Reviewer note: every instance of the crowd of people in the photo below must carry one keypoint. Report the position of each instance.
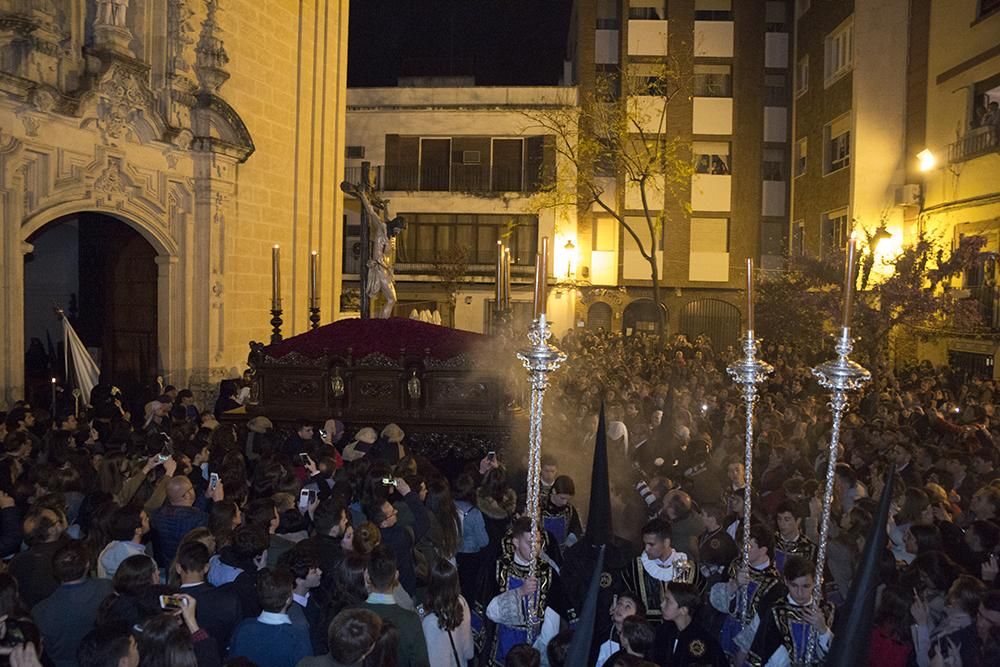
(180, 537)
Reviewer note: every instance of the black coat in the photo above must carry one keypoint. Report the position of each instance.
(219, 611)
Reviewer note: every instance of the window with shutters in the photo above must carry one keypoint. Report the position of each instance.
(837, 144)
(713, 10)
(713, 80)
(835, 230)
(801, 156)
(839, 52)
(469, 163)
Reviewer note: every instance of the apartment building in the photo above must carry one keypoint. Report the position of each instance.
(957, 54)
(734, 59)
(464, 166)
(851, 125)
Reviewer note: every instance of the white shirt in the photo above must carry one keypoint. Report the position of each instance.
(274, 618)
(663, 570)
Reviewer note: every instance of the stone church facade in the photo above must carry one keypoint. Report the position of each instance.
(212, 128)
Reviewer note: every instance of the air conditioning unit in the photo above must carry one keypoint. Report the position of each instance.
(908, 195)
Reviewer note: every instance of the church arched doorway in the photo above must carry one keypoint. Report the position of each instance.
(103, 274)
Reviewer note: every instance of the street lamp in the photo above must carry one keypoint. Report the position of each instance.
(927, 160)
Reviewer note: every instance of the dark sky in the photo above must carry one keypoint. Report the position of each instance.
(500, 42)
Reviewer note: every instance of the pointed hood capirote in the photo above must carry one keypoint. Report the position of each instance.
(853, 627)
(599, 513)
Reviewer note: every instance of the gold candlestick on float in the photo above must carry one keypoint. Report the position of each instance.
(841, 377)
(539, 359)
(314, 289)
(748, 372)
(275, 294)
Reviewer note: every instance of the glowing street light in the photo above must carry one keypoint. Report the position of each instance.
(927, 160)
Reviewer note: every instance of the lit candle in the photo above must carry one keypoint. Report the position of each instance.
(541, 278)
(499, 279)
(275, 278)
(849, 278)
(314, 279)
(506, 278)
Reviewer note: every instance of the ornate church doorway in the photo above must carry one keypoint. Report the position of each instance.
(103, 274)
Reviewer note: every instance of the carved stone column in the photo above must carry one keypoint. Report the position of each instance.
(30, 42)
(111, 31)
(212, 57)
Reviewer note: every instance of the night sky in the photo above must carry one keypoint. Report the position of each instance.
(500, 42)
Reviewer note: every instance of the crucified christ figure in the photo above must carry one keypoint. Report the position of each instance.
(383, 231)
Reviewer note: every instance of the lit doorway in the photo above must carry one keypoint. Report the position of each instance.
(103, 274)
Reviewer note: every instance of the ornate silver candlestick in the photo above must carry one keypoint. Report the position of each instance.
(841, 377)
(748, 372)
(540, 359)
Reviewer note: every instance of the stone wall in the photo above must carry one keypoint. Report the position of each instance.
(213, 127)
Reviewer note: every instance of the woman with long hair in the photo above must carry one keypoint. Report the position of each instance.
(446, 620)
(201, 534)
(889, 644)
(363, 539)
(474, 537)
(136, 596)
(497, 501)
(915, 509)
(175, 640)
(445, 532)
(223, 520)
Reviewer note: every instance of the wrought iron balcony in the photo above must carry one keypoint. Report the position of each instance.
(978, 141)
(987, 299)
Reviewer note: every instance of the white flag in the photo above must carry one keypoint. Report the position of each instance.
(87, 372)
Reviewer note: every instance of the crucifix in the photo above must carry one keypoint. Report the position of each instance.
(378, 234)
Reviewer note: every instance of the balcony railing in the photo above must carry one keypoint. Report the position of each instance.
(987, 299)
(978, 141)
(353, 175)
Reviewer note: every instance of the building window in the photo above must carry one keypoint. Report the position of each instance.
(708, 258)
(802, 76)
(775, 90)
(427, 235)
(713, 81)
(798, 238)
(839, 51)
(774, 16)
(774, 164)
(605, 233)
(837, 144)
(711, 157)
(468, 163)
(801, 155)
(648, 79)
(985, 103)
(647, 10)
(835, 231)
(713, 10)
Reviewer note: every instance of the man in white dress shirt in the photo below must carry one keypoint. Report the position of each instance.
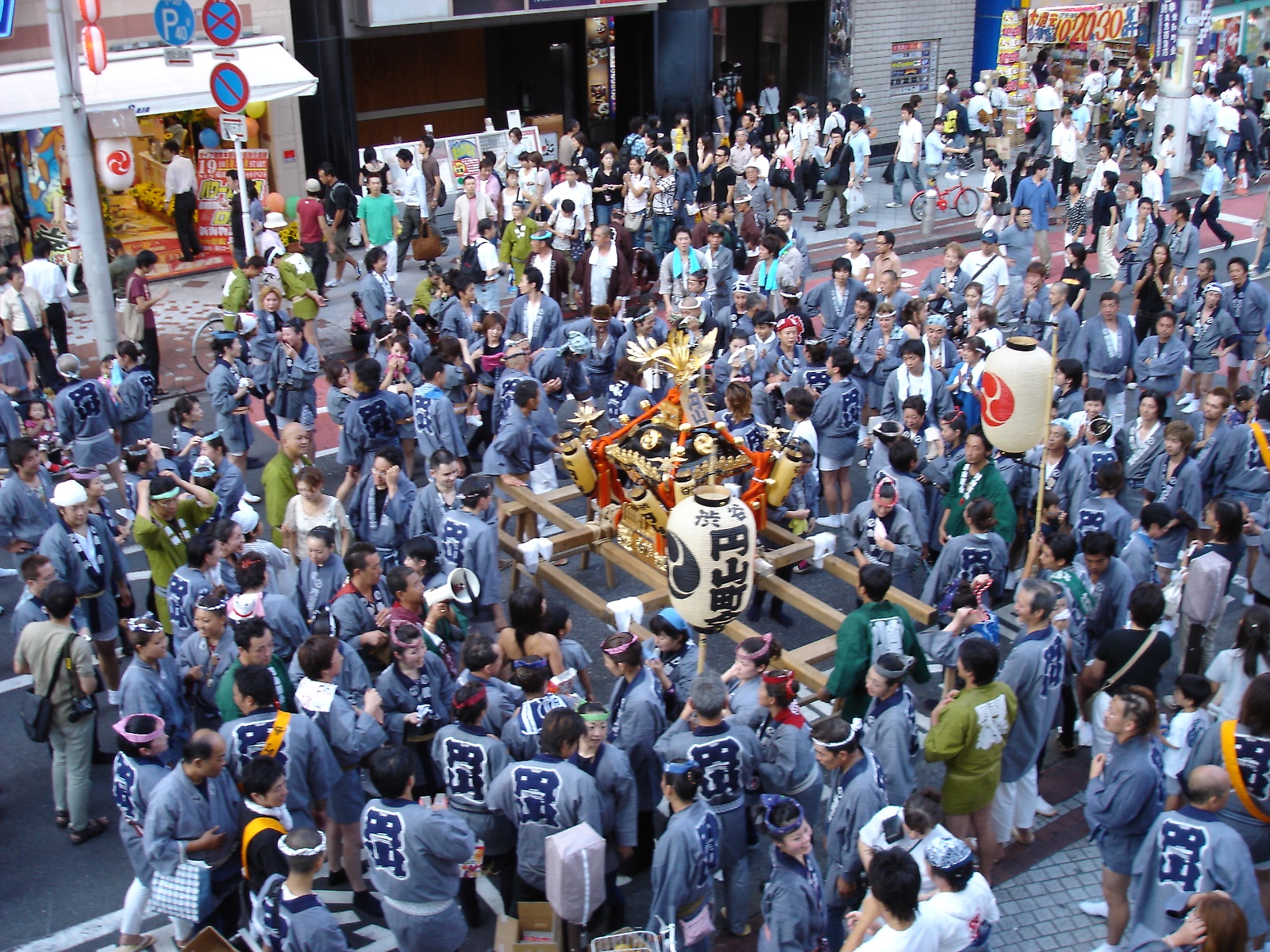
(414, 190)
(48, 278)
(181, 188)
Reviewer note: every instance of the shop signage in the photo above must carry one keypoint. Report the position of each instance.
(214, 194)
(175, 22)
(912, 65)
(233, 127)
(230, 88)
(1166, 29)
(222, 22)
(1081, 25)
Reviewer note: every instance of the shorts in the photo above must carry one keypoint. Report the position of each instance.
(1118, 850)
(340, 239)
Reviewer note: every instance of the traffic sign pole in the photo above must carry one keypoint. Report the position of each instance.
(244, 203)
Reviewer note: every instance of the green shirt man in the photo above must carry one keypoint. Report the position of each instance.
(876, 628)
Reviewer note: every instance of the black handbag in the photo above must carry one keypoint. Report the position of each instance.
(37, 710)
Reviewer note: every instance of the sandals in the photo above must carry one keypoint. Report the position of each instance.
(94, 828)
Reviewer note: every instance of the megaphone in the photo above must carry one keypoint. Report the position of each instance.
(461, 585)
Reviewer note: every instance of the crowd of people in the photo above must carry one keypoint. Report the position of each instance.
(283, 666)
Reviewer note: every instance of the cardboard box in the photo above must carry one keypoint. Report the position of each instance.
(210, 941)
(537, 919)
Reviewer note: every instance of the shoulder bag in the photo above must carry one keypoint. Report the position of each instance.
(1231, 761)
(37, 710)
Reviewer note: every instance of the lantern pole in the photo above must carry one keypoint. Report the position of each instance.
(79, 158)
(1049, 419)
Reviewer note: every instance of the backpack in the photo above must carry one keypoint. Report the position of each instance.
(469, 267)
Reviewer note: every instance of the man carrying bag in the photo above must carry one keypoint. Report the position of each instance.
(63, 664)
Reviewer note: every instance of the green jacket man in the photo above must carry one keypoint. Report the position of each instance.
(874, 628)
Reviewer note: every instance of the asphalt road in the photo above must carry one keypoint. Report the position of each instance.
(48, 886)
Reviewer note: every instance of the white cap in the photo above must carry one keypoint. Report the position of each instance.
(69, 493)
(245, 517)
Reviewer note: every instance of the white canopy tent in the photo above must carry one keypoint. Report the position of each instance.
(141, 82)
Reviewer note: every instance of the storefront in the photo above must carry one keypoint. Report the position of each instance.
(129, 132)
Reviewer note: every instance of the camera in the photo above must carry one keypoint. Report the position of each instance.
(82, 708)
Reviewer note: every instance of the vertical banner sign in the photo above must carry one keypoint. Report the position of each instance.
(215, 194)
(1168, 25)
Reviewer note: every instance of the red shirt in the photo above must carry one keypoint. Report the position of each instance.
(309, 209)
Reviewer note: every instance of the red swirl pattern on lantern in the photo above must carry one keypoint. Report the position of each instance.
(94, 48)
(996, 400)
(118, 162)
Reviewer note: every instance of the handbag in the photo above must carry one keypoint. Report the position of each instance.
(186, 894)
(37, 710)
(429, 245)
(131, 323)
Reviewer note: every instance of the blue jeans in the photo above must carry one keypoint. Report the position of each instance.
(662, 228)
(897, 190)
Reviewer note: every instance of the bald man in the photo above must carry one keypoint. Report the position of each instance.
(279, 476)
(1193, 850)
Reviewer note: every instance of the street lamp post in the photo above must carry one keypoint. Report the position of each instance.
(79, 155)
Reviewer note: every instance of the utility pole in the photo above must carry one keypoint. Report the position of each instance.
(79, 155)
(1175, 88)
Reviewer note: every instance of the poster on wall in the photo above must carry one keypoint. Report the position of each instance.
(215, 194)
(912, 67)
(838, 67)
(44, 152)
(1009, 46)
(1081, 25)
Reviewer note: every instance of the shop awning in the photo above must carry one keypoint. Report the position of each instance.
(141, 82)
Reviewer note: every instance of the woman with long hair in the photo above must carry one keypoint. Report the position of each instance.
(525, 635)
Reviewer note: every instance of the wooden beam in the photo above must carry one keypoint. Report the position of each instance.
(921, 613)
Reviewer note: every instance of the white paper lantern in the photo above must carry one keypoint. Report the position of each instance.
(116, 165)
(94, 48)
(1018, 382)
(710, 541)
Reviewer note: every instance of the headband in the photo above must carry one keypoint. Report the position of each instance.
(774, 800)
(121, 729)
(948, 854)
(855, 727)
(681, 767)
(755, 655)
(311, 850)
(622, 649)
(886, 482)
(473, 701)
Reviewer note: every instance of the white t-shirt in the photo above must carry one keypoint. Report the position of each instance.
(1227, 670)
(959, 917)
(918, 937)
(872, 835)
(1184, 731)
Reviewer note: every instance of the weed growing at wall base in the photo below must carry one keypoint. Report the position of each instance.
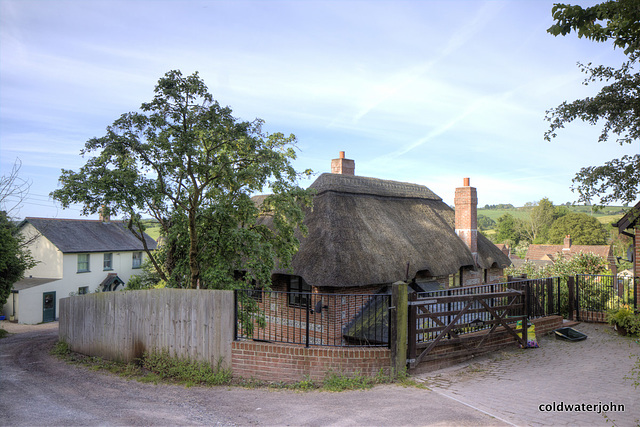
(185, 371)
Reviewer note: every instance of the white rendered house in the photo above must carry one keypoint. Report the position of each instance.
(74, 257)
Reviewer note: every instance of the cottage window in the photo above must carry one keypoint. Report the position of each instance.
(107, 264)
(137, 260)
(83, 263)
(455, 279)
(255, 291)
(299, 292)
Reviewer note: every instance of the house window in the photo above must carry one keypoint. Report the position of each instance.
(137, 260)
(107, 264)
(255, 291)
(454, 280)
(299, 295)
(83, 263)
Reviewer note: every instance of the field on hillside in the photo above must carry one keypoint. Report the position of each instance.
(606, 215)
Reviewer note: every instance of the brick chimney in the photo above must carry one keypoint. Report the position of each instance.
(466, 203)
(343, 166)
(104, 214)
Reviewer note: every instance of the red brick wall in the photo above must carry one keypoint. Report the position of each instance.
(289, 363)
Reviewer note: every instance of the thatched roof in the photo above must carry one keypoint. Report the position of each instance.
(364, 231)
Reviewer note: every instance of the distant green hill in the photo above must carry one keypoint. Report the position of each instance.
(606, 215)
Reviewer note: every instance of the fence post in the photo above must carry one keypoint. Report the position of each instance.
(308, 310)
(398, 322)
(235, 315)
(572, 298)
(412, 336)
(549, 297)
(525, 288)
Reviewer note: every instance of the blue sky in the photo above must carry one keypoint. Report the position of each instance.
(427, 92)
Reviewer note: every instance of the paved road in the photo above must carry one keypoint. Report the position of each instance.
(37, 389)
(512, 385)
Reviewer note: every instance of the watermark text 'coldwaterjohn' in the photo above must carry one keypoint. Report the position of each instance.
(581, 407)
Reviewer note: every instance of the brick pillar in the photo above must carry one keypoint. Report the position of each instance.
(636, 264)
(466, 203)
(343, 166)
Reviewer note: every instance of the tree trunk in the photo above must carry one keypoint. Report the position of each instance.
(193, 250)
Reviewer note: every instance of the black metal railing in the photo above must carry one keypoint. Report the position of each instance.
(596, 294)
(544, 296)
(476, 318)
(313, 318)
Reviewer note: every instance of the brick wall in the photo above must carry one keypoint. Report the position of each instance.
(289, 363)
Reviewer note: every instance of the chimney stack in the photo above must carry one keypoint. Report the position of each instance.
(343, 166)
(466, 203)
(104, 214)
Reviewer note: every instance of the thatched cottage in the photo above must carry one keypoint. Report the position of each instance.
(365, 233)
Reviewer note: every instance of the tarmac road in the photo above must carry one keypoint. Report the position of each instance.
(38, 389)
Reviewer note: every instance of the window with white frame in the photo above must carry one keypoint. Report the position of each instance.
(107, 263)
(137, 260)
(83, 263)
(299, 292)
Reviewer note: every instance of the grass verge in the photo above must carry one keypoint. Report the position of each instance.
(161, 368)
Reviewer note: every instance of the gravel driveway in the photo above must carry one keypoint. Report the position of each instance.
(38, 389)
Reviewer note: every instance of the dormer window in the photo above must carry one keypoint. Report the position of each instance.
(83, 263)
(107, 263)
(137, 260)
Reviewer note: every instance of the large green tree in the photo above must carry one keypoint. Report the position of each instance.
(616, 105)
(15, 259)
(187, 162)
(583, 229)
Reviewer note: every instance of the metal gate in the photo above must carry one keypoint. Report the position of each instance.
(595, 294)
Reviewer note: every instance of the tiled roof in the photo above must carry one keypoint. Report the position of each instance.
(81, 235)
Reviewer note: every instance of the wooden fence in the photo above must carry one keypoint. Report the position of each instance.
(194, 324)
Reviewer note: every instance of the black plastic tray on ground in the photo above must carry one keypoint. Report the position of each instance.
(569, 334)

> [What to work on]:
Return the line that contains "Reviewer note: every instance of the brick wall" along with every line after it through the end of the entries, exactly, adding nothing.

> [Task answer]:
Reviewer note: every instance of the brick wall in the photo above must carry one keypoint. Report the position of each instance.
(289, 363)
Reviewer note: every instance of the chimney stack in the photo above must carry one keypoint. Report the position of each instance.
(343, 166)
(466, 203)
(104, 214)
Reviewer note: every instance of the thatched cottage in the photo above must carry one keypoint. Report the position of each instance.
(365, 233)
Reviewer note: every instance of the tarmac road in the photo above must carry one keypoint. Report the position of each instance.
(38, 389)
Reviewer note: every instance of the window with white frame in the photo above must carry one keypoint. Report the position of each instance.
(107, 263)
(137, 260)
(83, 263)
(299, 292)
Reviewer note: every instance of the grass verge in the photo above must carry one keypoint. Report the position of each instance.
(161, 368)
Reviewer note: every instance of the gravel driveway in the photo above must carry one keypoint. Report the position of each instance.
(38, 389)
Reviewer note: every instance of the dormer window in the photo above must carry one keypoint. Report the position of each instance.
(83, 263)
(107, 263)
(137, 260)
Reviewer note: every instance of the large green tree in the photo above must carry one keypoint. Report the position of each instance.
(616, 105)
(15, 259)
(187, 162)
(583, 229)
Reviewer note: every instance of the metal gate in the photo above must carry one keypoint. Report the position of each instance.
(595, 294)
Reviewer note: every instance of the tiled roof in the photo above must carry one keypoint. Report the position of each instance.
(81, 235)
Reviewer note: every instance of the wooden fence in the photo above must carry one keypoint. Report the position of each instance.
(194, 324)
Reviewer note: every instance of the black plastic tray on ground in the photo above must carry one keypoint. Report the position of each instance.
(569, 334)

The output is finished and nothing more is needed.